**Task brief**: Can you reproduce, word for word, everything from the first of the rows below down to and including the line containing "top-left (233, 324), bottom-right (650, 447)", leaving out the pictures?

═══ Exercise material

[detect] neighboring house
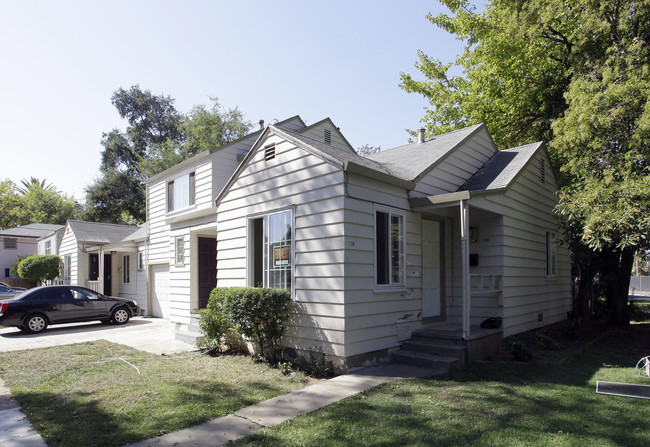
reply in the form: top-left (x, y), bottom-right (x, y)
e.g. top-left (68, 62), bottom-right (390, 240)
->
top-left (38, 225), bottom-right (65, 255)
top-left (147, 116), bottom-right (354, 331)
top-left (59, 220), bottom-right (150, 314)
top-left (0, 223), bottom-right (63, 278)
top-left (213, 121), bottom-right (570, 369)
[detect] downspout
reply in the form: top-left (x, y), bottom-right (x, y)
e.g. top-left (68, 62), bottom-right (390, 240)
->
top-left (460, 200), bottom-right (471, 340)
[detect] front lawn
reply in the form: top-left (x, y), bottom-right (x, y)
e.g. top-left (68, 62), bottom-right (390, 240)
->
top-left (0, 341), bottom-right (307, 447)
top-left (233, 324), bottom-right (650, 447)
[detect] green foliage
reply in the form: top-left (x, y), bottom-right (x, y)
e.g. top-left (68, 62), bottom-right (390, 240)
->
top-left (0, 177), bottom-right (81, 228)
top-left (295, 346), bottom-right (334, 379)
top-left (199, 287), bottom-right (293, 362)
top-left (84, 85), bottom-right (250, 223)
top-left (16, 255), bottom-right (61, 283)
top-left (400, 0), bottom-right (650, 323)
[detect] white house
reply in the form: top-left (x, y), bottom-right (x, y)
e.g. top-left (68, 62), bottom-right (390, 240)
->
top-left (74, 116), bottom-right (570, 370)
top-left (211, 121), bottom-right (570, 369)
top-left (59, 220), bottom-right (151, 314)
top-left (147, 116), bottom-right (354, 333)
top-left (0, 223), bottom-right (63, 284)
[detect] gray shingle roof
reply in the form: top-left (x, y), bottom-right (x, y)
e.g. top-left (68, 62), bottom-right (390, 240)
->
top-left (461, 142), bottom-right (544, 191)
top-left (368, 124), bottom-right (484, 181)
top-left (0, 223), bottom-right (64, 238)
top-left (273, 128), bottom-right (390, 175)
top-left (68, 220), bottom-right (141, 244)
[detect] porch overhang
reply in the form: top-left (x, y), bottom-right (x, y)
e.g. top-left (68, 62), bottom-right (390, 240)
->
top-left (409, 190), bottom-right (471, 340)
top-left (409, 191), bottom-right (471, 211)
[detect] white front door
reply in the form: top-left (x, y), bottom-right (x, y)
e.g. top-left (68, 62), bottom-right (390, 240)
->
top-left (151, 265), bottom-right (171, 318)
top-left (422, 219), bottom-right (442, 318)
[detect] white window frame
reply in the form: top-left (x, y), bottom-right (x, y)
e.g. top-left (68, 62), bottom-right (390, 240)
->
top-left (166, 171), bottom-right (196, 213)
top-left (174, 236), bottom-right (185, 267)
top-left (63, 255), bottom-right (72, 281)
top-left (122, 255), bottom-right (131, 284)
top-left (544, 231), bottom-right (557, 277)
top-left (373, 205), bottom-right (406, 290)
top-left (246, 207), bottom-right (296, 296)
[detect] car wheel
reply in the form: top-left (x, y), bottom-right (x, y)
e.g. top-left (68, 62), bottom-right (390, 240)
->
top-left (113, 307), bottom-right (131, 324)
top-left (23, 314), bottom-right (47, 334)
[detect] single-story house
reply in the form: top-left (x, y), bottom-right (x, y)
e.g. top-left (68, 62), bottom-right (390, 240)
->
top-left (59, 220), bottom-right (151, 314)
top-left (0, 223), bottom-right (63, 279)
top-left (144, 117), bottom-right (570, 370)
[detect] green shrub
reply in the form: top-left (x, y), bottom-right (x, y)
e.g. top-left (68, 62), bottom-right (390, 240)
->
top-left (16, 255), bottom-right (61, 283)
top-left (199, 287), bottom-right (292, 362)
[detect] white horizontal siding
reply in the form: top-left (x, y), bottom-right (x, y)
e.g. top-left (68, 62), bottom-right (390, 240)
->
top-left (217, 137), bottom-right (345, 356)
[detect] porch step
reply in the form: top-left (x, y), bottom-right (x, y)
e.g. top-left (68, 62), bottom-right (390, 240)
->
top-left (391, 329), bottom-right (467, 372)
top-left (402, 338), bottom-right (466, 359)
top-left (390, 349), bottom-right (459, 372)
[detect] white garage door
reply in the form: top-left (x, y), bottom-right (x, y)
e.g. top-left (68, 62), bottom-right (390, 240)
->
top-left (152, 265), bottom-right (171, 318)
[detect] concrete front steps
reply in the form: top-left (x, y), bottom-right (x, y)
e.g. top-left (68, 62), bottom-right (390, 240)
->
top-left (391, 326), bottom-right (503, 372)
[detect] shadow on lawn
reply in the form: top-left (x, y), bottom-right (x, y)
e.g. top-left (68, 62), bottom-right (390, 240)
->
top-left (14, 380), bottom-right (288, 447)
top-left (235, 325), bottom-right (650, 447)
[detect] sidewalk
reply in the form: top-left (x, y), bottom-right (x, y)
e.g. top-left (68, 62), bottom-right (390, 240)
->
top-left (128, 365), bottom-right (441, 447)
top-left (0, 358), bottom-right (441, 447)
top-left (0, 379), bottom-right (47, 447)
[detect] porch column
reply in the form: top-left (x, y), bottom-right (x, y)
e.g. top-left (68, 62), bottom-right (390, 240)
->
top-left (460, 200), bottom-right (471, 340)
top-left (97, 247), bottom-right (104, 293)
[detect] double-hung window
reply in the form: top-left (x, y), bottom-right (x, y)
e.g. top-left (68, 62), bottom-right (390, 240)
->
top-left (546, 231), bottom-right (557, 276)
top-left (174, 236), bottom-right (185, 267)
top-left (375, 209), bottom-right (404, 286)
top-left (249, 210), bottom-right (293, 290)
top-left (167, 172), bottom-right (196, 212)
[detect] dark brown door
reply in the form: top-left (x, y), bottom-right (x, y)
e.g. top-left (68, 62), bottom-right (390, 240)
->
top-left (199, 237), bottom-right (217, 309)
top-left (104, 255), bottom-right (113, 296)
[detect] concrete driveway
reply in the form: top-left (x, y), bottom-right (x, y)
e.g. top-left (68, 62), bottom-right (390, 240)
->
top-left (0, 317), bottom-right (196, 354)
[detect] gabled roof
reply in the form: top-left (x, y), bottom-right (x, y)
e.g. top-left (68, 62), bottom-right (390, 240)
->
top-left (0, 223), bottom-right (64, 238)
top-left (297, 117), bottom-right (357, 154)
top-left (368, 124), bottom-right (488, 182)
top-left (215, 122), bottom-right (414, 204)
top-left (146, 115), bottom-right (306, 183)
top-left (461, 141), bottom-right (544, 192)
top-left (68, 220), bottom-right (141, 244)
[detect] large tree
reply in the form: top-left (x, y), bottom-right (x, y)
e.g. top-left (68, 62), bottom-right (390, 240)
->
top-left (401, 0), bottom-right (650, 323)
top-left (85, 85), bottom-right (250, 223)
top-left (0, 177), bottom-right (81, 228)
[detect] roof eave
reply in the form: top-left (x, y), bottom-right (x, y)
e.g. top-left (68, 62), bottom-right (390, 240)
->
top-left (343, 161), bottom-right (415, 191)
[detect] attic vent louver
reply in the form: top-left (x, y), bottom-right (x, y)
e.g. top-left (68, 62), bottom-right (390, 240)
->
top-left (264, 144), bottom-right (275, 161)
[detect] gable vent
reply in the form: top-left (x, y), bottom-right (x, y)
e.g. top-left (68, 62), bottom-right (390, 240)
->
top-left (264, 145), bottom-right (275, 161)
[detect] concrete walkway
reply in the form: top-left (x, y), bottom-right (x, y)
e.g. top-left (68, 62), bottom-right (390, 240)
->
top-left (0, 379), bottom-right (46, 447)
top-left (128, 365), bottom-right (442, 447)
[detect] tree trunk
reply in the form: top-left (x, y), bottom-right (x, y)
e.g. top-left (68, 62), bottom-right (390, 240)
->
top-left (612, 250), bottom-right (634, 326)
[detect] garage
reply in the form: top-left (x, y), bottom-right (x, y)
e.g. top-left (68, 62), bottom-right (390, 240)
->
top-left (151, 265), bottom-right (171, 318)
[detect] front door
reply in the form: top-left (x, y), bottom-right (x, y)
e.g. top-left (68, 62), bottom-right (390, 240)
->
top-left (104, 255), bottom-right (113, 296)
top-left (199, 237), bottom-right (217, 309)
top-left (422, 219), bottom-right (443, 318)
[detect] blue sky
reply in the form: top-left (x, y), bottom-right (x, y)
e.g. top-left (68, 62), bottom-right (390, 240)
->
top-left (0, 0), bottom-right (462, 200)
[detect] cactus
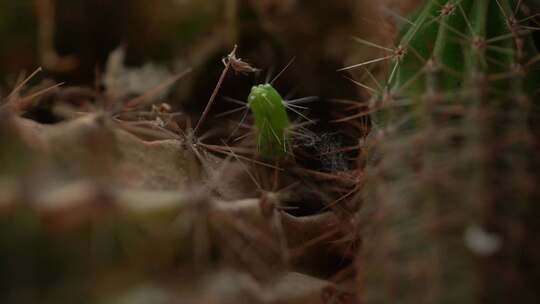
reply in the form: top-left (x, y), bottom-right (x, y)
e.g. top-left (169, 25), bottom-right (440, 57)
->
top-left (357, 0), bottom-right (540, 303)
top-left (248, 84), bottom-right (290, 159)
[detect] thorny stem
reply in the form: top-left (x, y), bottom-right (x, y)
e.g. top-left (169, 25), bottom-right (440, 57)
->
top-left (193, 45), bottom-right (238, 135)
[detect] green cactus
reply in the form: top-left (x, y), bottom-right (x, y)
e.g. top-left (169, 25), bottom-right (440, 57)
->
top-left (359, 0), bottom-right (540, 303)
top-left (248, 84), bottom-right (290, 159)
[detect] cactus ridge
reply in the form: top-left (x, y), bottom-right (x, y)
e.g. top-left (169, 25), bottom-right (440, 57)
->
top-left (354, 0), bottom-right (540, 303)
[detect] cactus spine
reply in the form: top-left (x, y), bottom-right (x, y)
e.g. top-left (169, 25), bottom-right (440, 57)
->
top-left (359, 0), bottom-right (538, 303)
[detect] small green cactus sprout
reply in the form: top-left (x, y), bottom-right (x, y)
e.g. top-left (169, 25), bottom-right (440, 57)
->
top-left (247, 83), bottom-right (290, 159)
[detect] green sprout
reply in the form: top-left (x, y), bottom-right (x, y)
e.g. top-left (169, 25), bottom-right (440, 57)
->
top-left (247, 84), bottom-right (290, 159)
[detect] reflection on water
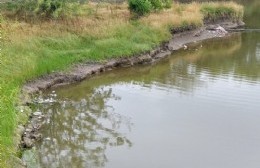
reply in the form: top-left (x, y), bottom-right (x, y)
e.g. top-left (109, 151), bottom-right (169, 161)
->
top-left (33, 33), bottom-right (260, 168)
top-left (31, 1), bottom-right (260, 168)
top-left (35, 88), bottom-right (132, 167)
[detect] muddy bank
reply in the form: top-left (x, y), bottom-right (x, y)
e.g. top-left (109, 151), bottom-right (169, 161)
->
top-left (20, 21), bottom-right (244, 148)
top-left (22, 21), bottom-right (244, 94)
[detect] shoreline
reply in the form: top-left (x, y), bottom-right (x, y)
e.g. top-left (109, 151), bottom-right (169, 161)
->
top-left (22, 20), bottom-right (244, 94)
top-left (17, 20), bottom-right (244, 166)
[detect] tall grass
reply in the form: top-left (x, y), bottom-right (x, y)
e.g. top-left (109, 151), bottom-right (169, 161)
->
top-left (0, 3), bottom-right (244, 167)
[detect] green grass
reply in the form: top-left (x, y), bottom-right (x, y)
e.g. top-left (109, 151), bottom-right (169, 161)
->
top-left (201, 2), bottom-right (243, 21)
top-left (0, 3), bottom-right (244, 167)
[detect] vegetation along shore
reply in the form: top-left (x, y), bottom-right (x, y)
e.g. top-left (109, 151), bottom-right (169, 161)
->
top-left (0, 0), bottom-right (243, 167)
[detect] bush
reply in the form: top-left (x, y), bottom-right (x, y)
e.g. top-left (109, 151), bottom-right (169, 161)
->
top-left (0, 0), bottom-right (88, 18)
top-left (128, 0), bottom-right (152, 16)
top-left (128, 0), bottom-right (172, 16)
top-left (149, 0), bottom-right (163, 10)
top-left (162, 0), bottom-right (173, 9)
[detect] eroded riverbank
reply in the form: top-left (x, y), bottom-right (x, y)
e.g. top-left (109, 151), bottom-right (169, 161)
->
top-left (21, 21), bottom-right (244, 151)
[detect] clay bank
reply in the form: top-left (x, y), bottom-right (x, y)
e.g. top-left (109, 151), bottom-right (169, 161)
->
top-left (0, 0), bottom-right (244, 166)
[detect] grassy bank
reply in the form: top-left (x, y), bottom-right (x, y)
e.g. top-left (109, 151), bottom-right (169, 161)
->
top-left (0, 2), bottom-right (243, 167)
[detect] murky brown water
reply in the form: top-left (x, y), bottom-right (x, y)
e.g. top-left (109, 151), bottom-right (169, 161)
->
top-left (23, 1), bottom-right (260, 168)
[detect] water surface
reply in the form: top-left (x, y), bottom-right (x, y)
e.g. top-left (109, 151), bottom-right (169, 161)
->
top-left (30, 1), bottom-right (260, 168)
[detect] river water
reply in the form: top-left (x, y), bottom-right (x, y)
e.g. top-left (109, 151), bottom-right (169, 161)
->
top-left (26, 0), bottom-right (260, 168)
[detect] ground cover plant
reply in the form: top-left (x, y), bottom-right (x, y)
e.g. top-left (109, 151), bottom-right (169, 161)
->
top-left (0, 0), bottom-right (243, 167)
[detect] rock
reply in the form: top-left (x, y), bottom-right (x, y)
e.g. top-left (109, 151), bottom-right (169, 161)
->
top-left (206, 25), bottom-right (219, 30)
top-left (216, 26), bottom-right (228, 34)
top-left (33, 111), bottom-right (42, 116)
top-left (31, 133), bottom-right (42, 141)
top-left (138, 55), bottom-right (152, 64)
top-left (22, 137), bottom-right (34, 148)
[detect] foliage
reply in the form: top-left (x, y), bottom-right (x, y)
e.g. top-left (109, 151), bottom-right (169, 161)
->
top-left (0, 0), bottom-right (243, 168)
top-left (201, 2), bottom-right (243, 22)
top-left (128, 0), bottom-right (172, 16)
top-left (128, 0), bottom-right (152, 16)
top-left (0, 0), bottom-right (88, 18)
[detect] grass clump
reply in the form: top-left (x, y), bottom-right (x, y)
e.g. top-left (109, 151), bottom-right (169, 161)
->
top-left (0, 0), bottom-right (243, 168)
top-left (128, 0), bottom-right (173, 16)
top-left (201, 2), bottom-right (243, 22)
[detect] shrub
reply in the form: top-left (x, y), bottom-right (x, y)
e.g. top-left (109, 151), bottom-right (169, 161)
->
top-left (149, 0), bottom-right (163, 10)
top-left (0, 0), bottom-right (88, 18)
top-left (162, 0), bottom-right (173, 9)
top-left (128, 0), bottom-right (172, 16)
top-left (128, 0), bottom-right (152, 16)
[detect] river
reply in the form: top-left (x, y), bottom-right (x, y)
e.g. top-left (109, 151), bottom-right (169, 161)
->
top-left (25, 0), bottom-right (260, 168)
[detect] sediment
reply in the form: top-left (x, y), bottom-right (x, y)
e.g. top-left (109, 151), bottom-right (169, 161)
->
top-left (20, 20), bottom-right (244, 148)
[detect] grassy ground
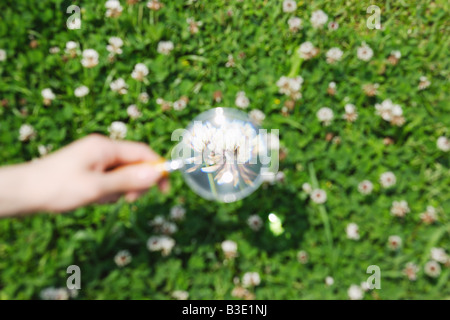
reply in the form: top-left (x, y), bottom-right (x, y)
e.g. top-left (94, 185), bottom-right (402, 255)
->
top-left (0, 0), bottom-right (450, 299)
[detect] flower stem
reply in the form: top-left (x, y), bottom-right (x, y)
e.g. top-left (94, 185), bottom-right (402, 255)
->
top-left (308, 163), bottom-right (336, 265)
top-left (208, 173), bottom-right (217, 198)
top-left (288, 46), bottom-right (303, 78)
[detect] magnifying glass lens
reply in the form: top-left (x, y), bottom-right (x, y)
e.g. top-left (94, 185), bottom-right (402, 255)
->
top-left (175, 108), bottom-right (267, 202)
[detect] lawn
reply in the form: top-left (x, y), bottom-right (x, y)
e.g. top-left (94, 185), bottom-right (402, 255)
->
top-left (0, 0), bottom-right (450, 300)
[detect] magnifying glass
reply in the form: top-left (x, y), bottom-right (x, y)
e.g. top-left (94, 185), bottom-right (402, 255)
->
top-left (122, 108), bottom-right (270, 203)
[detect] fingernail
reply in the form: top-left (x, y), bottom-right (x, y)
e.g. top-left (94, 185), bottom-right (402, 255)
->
top-left (137, 166), bottom-right (161, 181)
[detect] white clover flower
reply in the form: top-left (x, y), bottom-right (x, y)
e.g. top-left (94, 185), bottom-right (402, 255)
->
top-left (247, 214), bottom-right (263, 231)
top-left (221, 240), bottom-right (237, 259)
top-left (419, 206), bottom-right (437, 224)
top-left (170, 205), bottom-right (186, 221)
top-left (302, 182), bottom-right (312, 194)
top-left (311, 10), bottom-right (328, 29)
top-left (19, 124), bottom-right (36, 142)
top-left (310, 189), bottom-right (327, 203)
top-left (423, 261), bottom-right (441, 278)
top-left (127, 104), bottom-right (142, 119)
top-left (325, 276), bottom-right (334, 286)
top-left (105, 0), bottom-right (123, 18)
top-left (172, 290), bottom-right (189, 300)
top-left (41, 88), bottom-right (56, 106)
top-left (288, 17), bottom-right (303, 32)
top-left (65, 41), bottom-right (78, 58)
top-left (267, 132), bottom-right (280, 150)
top-left (375, 99), bottom-right (405, 126)
top-left (106, 37), bottom-right (123, 57)
top-left (403, 262), bottom-right (419, 281)
top-left (297, 41), bottom-right (319, 60)
top-left (109, 78), bottom-right (128, 94)
top-left (0, 49), bottom-right (7, 62)
top-left (234, 91), bottom-right (250, 109)
top-left (356, 42), bottom-right (373, 61)
top-left (342, 103), bottom-right (358, 122)
top-left (157, 41), bottom-right (174, 55)
top-left (147, 0), bottom-right (164, 11)
top-left (327, 81), bottom-right (337, 96)
top-left (108, 121), bottom-right (127, 140)
top-left (391, 50), bottom-right (402, 59)
top-left (419, 76), bottom-right (431, 90)
top-left (225, 54), bottom-right (236, 68)
top-left (131, 63), bottom-right (149, 81)
top-left (326, 48), bottom-right (344, 64)
top-left (316, 107), bottom-right (334, 126)
top-left (242, 272), bottom-right (261, 288)
top-left (38, 144), bottom-right (53, 157)
top-left (283, 0), bottom-right (297, 13)
top-left (328, 21), bottom-right (339, 31)
top-left (148, 216), bottom-right (167, 232)
top-left (391, 200), bottom-right (410, 217)
top-left (74, 86), bottom-right (89, 98)
top-left (248, 109), bottom-right (266, 126)
top-left (40, 287), bottom-right (70, 300)
top-left (114, 250), bottom-right (132, 267)
top-left (81, 49), bottom-right (99, 68)
top-left (430, 248), bottom-right (449, 263)
top-left (173, 96), bottom-right (189, 111)
top-left (358, 180), bottom-right (373, 194)
top-left (347, 284), bottom-right (364, 300)
top-left (49, 47), bottom-right (61, 54)
top-left (186, 18), bottom-right (203, 34)
top-left (361, 281), bottom-right (370, 292)
top-left (67, 17), bottom-right (81, 30)
top-left (276, 76), bottom-right (303, 100)
top-left (147, 236), bottom-right (175, 256)
top-left (297, 250), bottom-right (309, 264)
top-left (380, 171), bottom-right (397, 188)
top-left (388, 235), bottom-right (402, 251)
top-left (436, 136), bottom-right (450, 152)
top-left (138, 92), bottom-right (150, 103)
top-left (345, 222), bottom-right (359, 240)
top-left (161, 221), bottom-right (178, 235)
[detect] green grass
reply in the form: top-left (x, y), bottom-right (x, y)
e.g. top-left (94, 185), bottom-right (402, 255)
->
top-left (0, 0), bottom-right (450, 299)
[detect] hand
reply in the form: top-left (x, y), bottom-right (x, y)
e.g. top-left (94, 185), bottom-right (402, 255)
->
top-left (0, 134), bottom-right (168, 216)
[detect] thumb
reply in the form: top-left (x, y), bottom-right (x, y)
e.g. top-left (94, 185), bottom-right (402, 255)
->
top-left (101, 164), bottom-right (163, 194)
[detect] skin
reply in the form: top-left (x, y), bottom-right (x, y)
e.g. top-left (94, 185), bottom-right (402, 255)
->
top-left (0, 134), bottom-right (169, 217)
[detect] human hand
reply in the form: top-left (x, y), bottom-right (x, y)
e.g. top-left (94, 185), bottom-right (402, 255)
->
top-left (0, 134), bottom-right (169, 216)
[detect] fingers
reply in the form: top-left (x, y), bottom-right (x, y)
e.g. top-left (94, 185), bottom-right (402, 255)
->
top-left (158, 178), bottom-right (170, 193)
top-left (75, 134), bottom-right (160, 171)
top-left (104, 140), bottom-right (161, 168)
top-left (100, 164), bottom-right (163, 194)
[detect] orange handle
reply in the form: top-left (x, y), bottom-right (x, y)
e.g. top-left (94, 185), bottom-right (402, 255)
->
top-left (113, 158), bottom-right (169, 178)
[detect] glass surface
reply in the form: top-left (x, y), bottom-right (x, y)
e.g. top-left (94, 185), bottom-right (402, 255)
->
top-left (178, 108), bottom-right (267, 202)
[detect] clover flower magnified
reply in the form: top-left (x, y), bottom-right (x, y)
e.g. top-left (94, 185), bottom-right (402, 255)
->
top-left (175, 108), bottom-right (271, 202)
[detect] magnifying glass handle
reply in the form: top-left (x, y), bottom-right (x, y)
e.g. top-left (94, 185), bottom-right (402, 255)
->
top-left (114, 158), bottom-right (184, 178)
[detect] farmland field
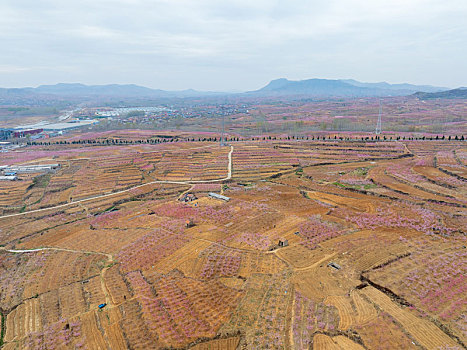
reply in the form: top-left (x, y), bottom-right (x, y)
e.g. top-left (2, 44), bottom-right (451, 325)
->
top-left (0, 138), bottom-right (467, 350)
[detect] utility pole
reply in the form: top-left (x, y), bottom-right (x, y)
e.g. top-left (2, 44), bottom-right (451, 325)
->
top-left (375, 100), bottom-right (383, 135)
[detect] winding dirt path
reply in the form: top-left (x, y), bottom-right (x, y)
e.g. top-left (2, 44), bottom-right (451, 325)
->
top-left (0, 146), bottom-right (234, 219)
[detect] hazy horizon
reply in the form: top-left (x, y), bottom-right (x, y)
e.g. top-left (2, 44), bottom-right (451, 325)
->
top-left (0, 0), bottom-right (467, 92)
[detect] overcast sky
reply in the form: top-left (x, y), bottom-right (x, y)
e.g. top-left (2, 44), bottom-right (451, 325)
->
top-left (0, 0), bottom-right (467, 91)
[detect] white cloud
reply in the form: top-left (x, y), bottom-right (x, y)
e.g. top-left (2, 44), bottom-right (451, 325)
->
top-left (0, 0), bottom-right (467, 90)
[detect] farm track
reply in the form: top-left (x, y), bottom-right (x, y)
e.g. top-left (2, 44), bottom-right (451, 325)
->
top-left (0, 146), bottom-right (234, 219)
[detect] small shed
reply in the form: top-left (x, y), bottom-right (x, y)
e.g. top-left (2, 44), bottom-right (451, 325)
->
top-left (208, 192), bottom-right (230, 202)
top-left (179, 193), bottom-right (198, 203)
top-left (328, 261), bottom-right (341, 270)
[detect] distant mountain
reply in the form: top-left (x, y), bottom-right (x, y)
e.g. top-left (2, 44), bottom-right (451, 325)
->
top-left (414, 87), bottom-right (467, 100)
top-left (0, 83), bottom-right (225, 98)
top-left (248, 78), bottom-right (445, 97)
top-left (341, 79), bottom-right (448, 92)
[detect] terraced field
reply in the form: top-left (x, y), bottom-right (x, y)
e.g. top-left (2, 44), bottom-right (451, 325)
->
top-left (0, 140), bottom-right (467, 350)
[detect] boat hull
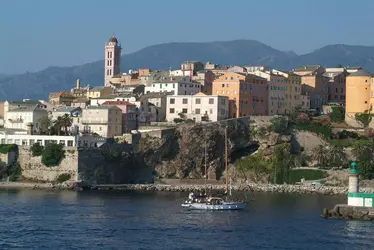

══════

**Exercise answer**:
[detect] neighboring house
reply in the form: top-left (x, y), bottom-right (x, y)
e.g. top-left (68, 62), bottom-right (390, 240)
->
top-left (38, 225), bottom-right (65, 255)
top-left (147, 116), bottom-right (354, 331)
top-left (59, 220), bottom-right (150, 314)
top-left (0, 223), bottom-right (63, 278)
top-left (213, 121), bottom-right (570, 369)
[detect] downspout
reply in the form: top-left (x, y), bottom-right (x, y)
e.g. top-left (68, 62), bottom-right (390, 240)
->
top-left (460, 200), bottom-right (471, 340)
[detect] front lawn
reply in the form: top-left (x, y), bottom-right (x, y)
e.g. top-left (68, 62), bottom-right (390, 240)
->
top-left (0, 341), bottom-right (307, 447)
top-left (233, 324), bottom-right (650, 447)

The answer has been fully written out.